» Stated exercise:
Locate every line in the items below that contains the word "pink" and copy each of those lines.

[START]

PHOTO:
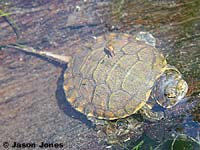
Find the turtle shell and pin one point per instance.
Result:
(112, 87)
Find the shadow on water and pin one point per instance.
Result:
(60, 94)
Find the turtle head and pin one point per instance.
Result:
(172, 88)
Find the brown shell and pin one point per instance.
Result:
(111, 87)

[END]
[START]

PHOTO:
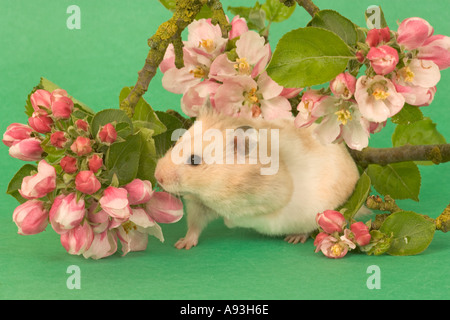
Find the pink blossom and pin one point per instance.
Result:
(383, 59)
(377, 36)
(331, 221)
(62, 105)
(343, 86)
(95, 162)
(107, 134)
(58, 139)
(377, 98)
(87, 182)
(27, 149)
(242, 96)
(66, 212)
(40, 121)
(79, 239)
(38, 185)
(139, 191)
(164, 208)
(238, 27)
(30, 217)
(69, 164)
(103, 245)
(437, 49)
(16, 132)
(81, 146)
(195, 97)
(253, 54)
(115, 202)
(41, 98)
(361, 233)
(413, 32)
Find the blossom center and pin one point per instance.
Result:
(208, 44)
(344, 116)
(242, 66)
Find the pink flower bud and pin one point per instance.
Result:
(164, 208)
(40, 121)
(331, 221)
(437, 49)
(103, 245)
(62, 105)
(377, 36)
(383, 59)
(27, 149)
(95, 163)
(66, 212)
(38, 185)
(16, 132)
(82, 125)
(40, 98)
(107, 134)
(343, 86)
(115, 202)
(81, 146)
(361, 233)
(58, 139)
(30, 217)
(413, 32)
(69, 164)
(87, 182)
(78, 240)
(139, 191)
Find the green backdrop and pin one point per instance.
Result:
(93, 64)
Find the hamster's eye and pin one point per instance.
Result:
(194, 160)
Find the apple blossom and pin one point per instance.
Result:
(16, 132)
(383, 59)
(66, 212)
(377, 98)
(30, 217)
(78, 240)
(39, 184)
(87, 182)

[END]

» Answer to the exercise:
Find the pink blossom and pin one point per instance.
Find the pink flower bud and pin one point per instance.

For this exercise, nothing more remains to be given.